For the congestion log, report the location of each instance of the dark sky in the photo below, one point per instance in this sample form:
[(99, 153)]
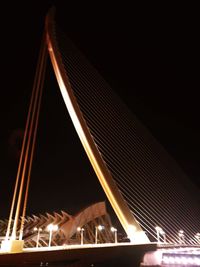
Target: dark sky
[(149, 56)]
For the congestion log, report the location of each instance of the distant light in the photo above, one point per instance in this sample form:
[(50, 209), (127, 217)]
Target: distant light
[(113, 229)]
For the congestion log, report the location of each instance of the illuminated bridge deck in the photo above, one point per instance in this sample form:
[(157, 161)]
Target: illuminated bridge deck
[(121, 254)]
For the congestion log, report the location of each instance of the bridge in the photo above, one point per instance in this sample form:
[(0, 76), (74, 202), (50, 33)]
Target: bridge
[(151, 196)]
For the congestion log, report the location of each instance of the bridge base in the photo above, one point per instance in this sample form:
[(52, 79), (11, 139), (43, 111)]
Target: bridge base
[(12, 246)]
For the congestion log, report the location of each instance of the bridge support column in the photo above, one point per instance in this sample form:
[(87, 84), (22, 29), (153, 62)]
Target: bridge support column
[(13, 246)]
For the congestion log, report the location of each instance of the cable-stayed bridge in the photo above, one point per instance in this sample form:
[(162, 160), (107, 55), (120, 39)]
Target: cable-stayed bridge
[(144, 185)]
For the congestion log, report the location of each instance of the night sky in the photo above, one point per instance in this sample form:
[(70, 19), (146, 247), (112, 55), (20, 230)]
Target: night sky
[(151, 59)]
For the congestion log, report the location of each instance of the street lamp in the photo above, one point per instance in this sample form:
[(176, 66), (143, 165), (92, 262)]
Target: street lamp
[(38, 235), (51, 227), (164, 235), (114, 230), (181, 236), (197, 236), (98, 228), (81, 230), (158, 232)]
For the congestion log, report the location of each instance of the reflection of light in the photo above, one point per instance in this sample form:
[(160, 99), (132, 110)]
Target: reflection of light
[(181, 259), (51, 227)]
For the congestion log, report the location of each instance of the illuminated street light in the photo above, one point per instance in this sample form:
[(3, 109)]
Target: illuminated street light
[(51, 227), (81, 230), (114, 230), (197, 237), (98, 228), (181, 236), (38, 235), (164, 235), (158, 232)]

▸ Work to be completed
Copy the entries from the line containing "the illuminated street" through the end of the entries, requests included, and increase every coordinate in the answers by 90.

▸ Solution to this task
For the congestion log, report the location of each instance of the illuminated street light in the photo above, one point per instance in this sample form:
[(3, 109)]
Target: illuminated street light
[(141, 317), (171, 320), (204, 320), (287, 327), (188, 318), (271, 326), (128, 325), (254, 325), (248, 322)]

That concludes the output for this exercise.